**What is expected:** Set down exactly the lines from the one containing "of the floral" through the last line of the records below, both included, and nothing else.

**Raw data:**
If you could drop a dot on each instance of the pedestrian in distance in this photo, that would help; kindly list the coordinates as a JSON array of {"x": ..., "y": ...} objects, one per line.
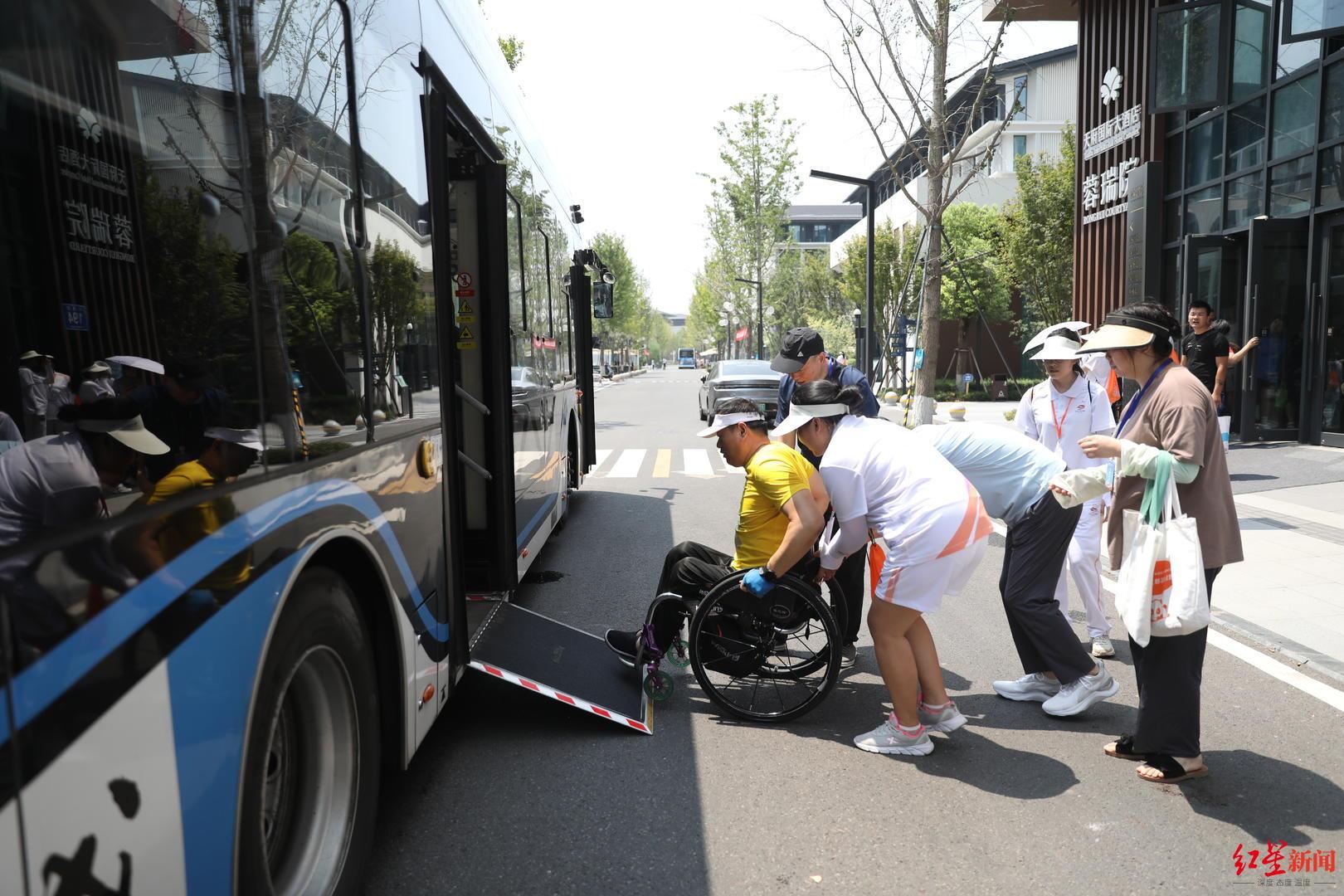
[
  {"x": 884, "y": 480},
  {"x": 1205, "y": 349},
  {"x": 802, "y": 359},
  {"x": 35, "y": 377},
  {"x": 778, "y": 523},
  {"x": 1171, "y": 414},
  {"x": 1058, "y": 412},
  {"x": 1012, "y": 475}
]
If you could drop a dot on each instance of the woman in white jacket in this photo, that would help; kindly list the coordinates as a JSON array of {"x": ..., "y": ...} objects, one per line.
[
  {"x": 1058, "y": 412},
  {"x": 884, "y": 480}
]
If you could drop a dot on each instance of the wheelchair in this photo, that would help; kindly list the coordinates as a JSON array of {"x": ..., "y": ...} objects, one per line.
[{"x": 769, "y": 659}]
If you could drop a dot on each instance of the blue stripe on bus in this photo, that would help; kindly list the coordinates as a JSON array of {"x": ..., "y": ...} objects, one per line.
[
  {"x": 210, "y": 685},
  {"x": 42, "y": 683},
  {"x": 537, "y": 519}
]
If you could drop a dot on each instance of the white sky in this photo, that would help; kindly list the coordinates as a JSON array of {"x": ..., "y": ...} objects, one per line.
[{"x": 665, "y": 74}]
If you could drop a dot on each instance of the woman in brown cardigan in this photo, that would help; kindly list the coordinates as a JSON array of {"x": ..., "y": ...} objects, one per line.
[{"x": 1172, "y": 412}]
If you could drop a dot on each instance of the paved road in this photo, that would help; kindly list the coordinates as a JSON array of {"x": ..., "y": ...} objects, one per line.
[{"x": 516, "y": 794}]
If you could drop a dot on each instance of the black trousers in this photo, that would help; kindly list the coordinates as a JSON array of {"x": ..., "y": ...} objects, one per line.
[
  {"x": 689, "y": 568},
  {"x": 1170, "y": 672},
  {"x": 1032, "y": 561}
]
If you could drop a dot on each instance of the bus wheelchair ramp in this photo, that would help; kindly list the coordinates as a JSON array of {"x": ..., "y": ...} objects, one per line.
[{"x": 561, "y": 663}]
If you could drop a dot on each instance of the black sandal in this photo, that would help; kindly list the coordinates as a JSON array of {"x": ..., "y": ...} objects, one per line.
[
  {"x": 1174, "y": 772},
  {"x": 1122, "y": 748}
]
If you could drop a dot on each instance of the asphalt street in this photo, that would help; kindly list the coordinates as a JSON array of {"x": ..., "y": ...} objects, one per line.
[{"x": 513, "y": 793}]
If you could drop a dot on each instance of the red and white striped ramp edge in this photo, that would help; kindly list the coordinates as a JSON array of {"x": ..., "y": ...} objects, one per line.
[{"x": 566, "y": 699}]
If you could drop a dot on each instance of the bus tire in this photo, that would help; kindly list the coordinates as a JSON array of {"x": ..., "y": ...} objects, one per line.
[{"x": 311, "y": 776}]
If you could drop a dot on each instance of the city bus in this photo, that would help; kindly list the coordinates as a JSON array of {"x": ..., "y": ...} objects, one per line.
[{"x": 327, "y": 236}]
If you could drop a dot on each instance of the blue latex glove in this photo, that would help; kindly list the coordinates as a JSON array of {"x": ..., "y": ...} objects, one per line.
[{"x": 757, "y": 583}]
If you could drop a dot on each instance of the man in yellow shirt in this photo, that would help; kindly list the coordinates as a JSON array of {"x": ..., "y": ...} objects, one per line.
[
  {"x": 778, "y": 519},
  {"x": 229, "y": 455}
]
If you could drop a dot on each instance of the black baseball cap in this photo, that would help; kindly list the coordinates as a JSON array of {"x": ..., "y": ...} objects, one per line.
[{"x": 799, "y": 345}]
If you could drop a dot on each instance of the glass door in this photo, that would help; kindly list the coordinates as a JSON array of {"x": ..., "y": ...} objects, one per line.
[
  {"x": 1328, "y": 334},
  {"x": 1270, "y": 373}
]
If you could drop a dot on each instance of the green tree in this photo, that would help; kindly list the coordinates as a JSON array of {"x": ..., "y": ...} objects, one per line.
[
  {"x": 750, "y": 203},
  {"x": 973, "y": 282},
  {"x": 1038, "y": 246}
]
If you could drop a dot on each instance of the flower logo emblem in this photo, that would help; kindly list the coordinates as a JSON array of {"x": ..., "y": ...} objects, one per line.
[
  {"x": 89, "y": 124},
  {"x": 1110, "y": 85}
]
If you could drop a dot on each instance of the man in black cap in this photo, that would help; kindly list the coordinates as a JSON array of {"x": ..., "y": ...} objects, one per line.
[
  {"x": 178, "y": 411},
  {"x": 802, "y": 359}
]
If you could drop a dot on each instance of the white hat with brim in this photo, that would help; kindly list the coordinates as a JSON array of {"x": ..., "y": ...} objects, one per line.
[
  {"x": 1058, "y": 348},
  {"x": 1122, "y": 331},
  {"x": 724, "y": 421},
  {"x": 130, "y": 433},
  {"x": 800, "y": 414},
  {"x": 246, "y": 438}
]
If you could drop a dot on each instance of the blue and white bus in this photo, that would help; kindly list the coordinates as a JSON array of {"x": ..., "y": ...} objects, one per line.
[{"x": 327, "y": 226}]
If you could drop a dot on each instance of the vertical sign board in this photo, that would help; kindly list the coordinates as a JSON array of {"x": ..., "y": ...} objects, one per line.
[{"x": 1142, "y": 232}]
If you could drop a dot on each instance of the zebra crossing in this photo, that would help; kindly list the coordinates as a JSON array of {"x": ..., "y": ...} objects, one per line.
[{"x": 661, "y": 464}]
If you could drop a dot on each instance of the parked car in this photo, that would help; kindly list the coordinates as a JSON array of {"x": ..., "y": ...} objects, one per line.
[{"x": 752, "y": 381}]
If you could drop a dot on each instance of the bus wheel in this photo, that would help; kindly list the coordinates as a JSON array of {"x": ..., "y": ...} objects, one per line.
[{"x": 312, "y": 766}]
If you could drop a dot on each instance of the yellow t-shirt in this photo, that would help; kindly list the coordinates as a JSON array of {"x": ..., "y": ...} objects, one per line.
[
  {"x": 190, "y": 525},
  {"x": 774, "y": 475}
]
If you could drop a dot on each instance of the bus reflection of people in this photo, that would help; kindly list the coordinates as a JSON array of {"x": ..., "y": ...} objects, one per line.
[
  {"x": 52, "y": 484},
  {"x": 152, "y": 546}
]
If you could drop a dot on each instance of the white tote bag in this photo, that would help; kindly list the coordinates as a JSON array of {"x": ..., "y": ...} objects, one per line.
[{"x": 1161, "y": 589}]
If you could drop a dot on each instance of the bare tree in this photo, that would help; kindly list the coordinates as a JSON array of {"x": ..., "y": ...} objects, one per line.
[{"x": 894, "y": 62}]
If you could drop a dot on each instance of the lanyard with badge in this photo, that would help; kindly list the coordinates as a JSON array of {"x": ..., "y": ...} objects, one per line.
[{"x": 1127, "y": 414}]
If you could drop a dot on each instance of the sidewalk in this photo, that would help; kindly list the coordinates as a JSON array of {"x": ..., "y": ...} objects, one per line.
[{"x": 1288, "y": 594}]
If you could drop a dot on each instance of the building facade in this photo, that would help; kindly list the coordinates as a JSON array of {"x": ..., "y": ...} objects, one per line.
[{"x": 1211, "y": 167}]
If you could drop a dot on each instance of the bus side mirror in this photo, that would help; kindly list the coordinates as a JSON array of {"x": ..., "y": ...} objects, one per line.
[{"x": 602, "y": 301}]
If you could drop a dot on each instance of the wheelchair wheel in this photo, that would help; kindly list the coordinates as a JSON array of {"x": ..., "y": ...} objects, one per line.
[{"x": 769, "y": 659}]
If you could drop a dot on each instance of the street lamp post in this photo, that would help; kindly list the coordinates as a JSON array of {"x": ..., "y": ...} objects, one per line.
[
  {"x": 867, "y": 183},
  {"x": 760, "y": 314}
]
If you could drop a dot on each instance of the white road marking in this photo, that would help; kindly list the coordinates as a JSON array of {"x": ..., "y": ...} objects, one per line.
[
  {"x": 696, "y": 462},
  {"x": 628, "y": 465},
  {"x": 1270, "y": 666}
]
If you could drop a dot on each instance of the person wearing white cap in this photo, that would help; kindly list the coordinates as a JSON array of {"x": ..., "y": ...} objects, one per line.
[
  {"x": 35, "y": 377},
  {"x": 1058, "y": 412},
  {"x": 778, "y": 522},
  {"x": 230, "y": 451},
  {"x": 882, "y": 479},
  {"x": 56, "y": 483},
  {"x": 95, "y": 383}
]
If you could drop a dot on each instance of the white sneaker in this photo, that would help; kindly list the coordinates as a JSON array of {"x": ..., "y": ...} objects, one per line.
[
  {"x": 890, "y": 738},
  {"x": 1079, "y": 694},
  {"x": 1036, "y": 687},
  {"x": 947, "y": 719},
  {"x": 1103, "y": 646}
]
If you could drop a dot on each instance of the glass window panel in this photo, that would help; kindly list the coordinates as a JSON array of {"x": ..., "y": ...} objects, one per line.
[
  {"x": 1315, "y": 17},
  {"x": 1174, "y": 163},
  {"x": 1171, "y": 219},
  {"x": 1244, "y": 199},
  {"x": 1332, "y": 117},
  {"x": 1291, "y": 187},
  {"x": 1331, "y": 175},
  {"x": 1246, "y": 136},
  {"x": 1205, "y": 152},
  {"x": 1187, "y": 56},
  {"x": 1294, "y": 116},
  {"x": 1250, "y": 50},
  {"x": 1205, "y": 212},
  {"x": 1294, "y": 56}
]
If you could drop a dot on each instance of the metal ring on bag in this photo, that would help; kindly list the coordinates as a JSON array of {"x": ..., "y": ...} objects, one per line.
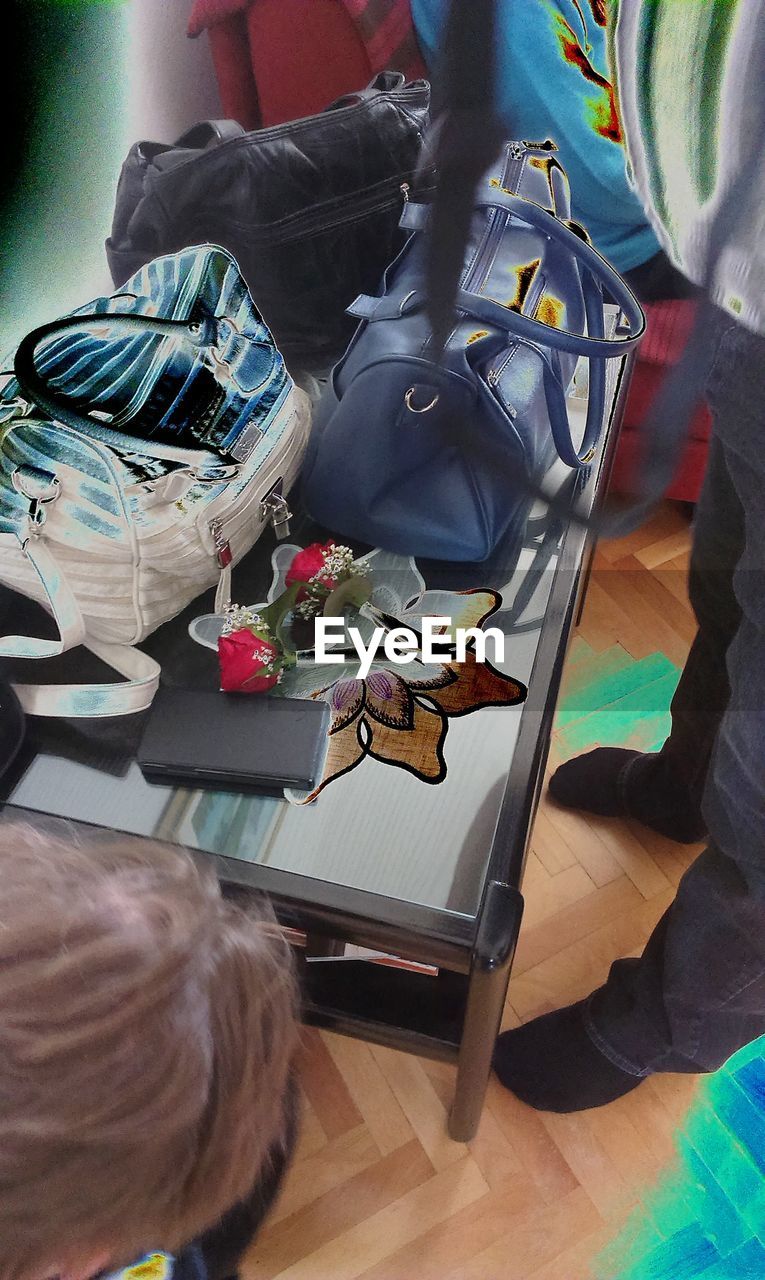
[{"x": 425, "y": 408}]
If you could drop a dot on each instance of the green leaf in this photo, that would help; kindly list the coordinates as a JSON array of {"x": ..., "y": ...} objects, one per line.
[
  {"x": 275, "y": 615},
  {"x": 349, "y": 594}
]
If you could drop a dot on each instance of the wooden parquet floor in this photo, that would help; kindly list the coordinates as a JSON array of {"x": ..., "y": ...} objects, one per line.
[{"x": 378, "y": 1189}]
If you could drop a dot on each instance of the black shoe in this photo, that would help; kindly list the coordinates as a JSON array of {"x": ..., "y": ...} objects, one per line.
[
  {"x": 614, "y": 782},
  {"x": 553, "y": 1065}
]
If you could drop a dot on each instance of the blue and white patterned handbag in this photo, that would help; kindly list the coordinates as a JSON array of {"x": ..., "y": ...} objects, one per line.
[{"x": 145, "y": 444}]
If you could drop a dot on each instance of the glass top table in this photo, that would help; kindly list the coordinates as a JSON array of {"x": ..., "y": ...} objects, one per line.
[{"x": 416, "y": 840}]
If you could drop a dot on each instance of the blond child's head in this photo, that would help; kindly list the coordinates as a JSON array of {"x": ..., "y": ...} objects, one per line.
[{"x": 146, "y": 1038}]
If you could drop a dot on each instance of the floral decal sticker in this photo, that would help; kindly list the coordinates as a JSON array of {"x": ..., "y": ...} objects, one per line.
[{"x": 399, "y": 716}]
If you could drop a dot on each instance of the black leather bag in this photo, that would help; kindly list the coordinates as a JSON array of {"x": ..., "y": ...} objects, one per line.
[{"x": 308, "y": 209}]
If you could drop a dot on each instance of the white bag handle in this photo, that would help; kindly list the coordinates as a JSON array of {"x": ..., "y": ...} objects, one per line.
[{"x": 124, "y": 698}]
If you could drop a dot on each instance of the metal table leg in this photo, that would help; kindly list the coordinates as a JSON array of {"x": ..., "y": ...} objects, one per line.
[{"x": 490, "y": 972}]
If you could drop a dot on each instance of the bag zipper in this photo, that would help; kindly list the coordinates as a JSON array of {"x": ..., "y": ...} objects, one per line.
[
  {"x": 315, "y": 220},
  {"x": 511, "y": 181},
  {"x": 494, "y": 375}
]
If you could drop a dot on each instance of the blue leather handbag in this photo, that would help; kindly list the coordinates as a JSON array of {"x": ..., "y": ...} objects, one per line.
[{"x": 435, "y": 458}]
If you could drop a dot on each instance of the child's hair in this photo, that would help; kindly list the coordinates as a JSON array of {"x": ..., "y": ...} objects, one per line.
[{"x": 147, "y": 1031}]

**Full response:**
If you could drop a dot on each instance of the floral decal sticker in this photo, that would help; kindly list the coordinates as a JSON array of {"x": ..., "y": ...} objects, one per line.
[{"x": 399, "y": 716}]
If you could drop a dot on each instance of the black leather bag in this photo, that would help; kindly list the coordinates as a JSON array of {"x": ..., "y": ...} objects, one per line.
[{"x": 308, "y": 209}]
If you could drop a dot on each instance of the white bag handle in this photo, that would help; kindly list the coordinates as a JSON array of {"x": ..., "y": ...} objects, one per line.
[{"x": 124, "y": 698}]
If you could drop a dot on each instance of the metal table leg in this photo, that would help; kindly list the coordinates as a JSON array of {"x": ..., "y": ...} objects, one per line.
[{"x": 490, "y": 972}]
If you could drop a dot on each instance of the bag zipper in this photo, that would help; kindly list the coordinates as a JSON array of {"x": ..., "y": ...} objects, one per line.
[
  {"x": 315, "y": 220},
  {"x": 511, "y": 181},
  {"x": 494, "y": 375}
]
If you could drop a dot on each instance of the blue leather handbag in this photo, that would help; kindly list the coordinates as a JSON array of {"x": ..., "y": ...} objects, one per line.
[{"x": 435, "y": 458}]
If you could drop a dot on each instance of the child's hair in this photo, that would help; kindly list the coordinates as a JSON array of {"x": ..., "y": ...} objects, one per line.
[{"x": 147, "y": 1031}]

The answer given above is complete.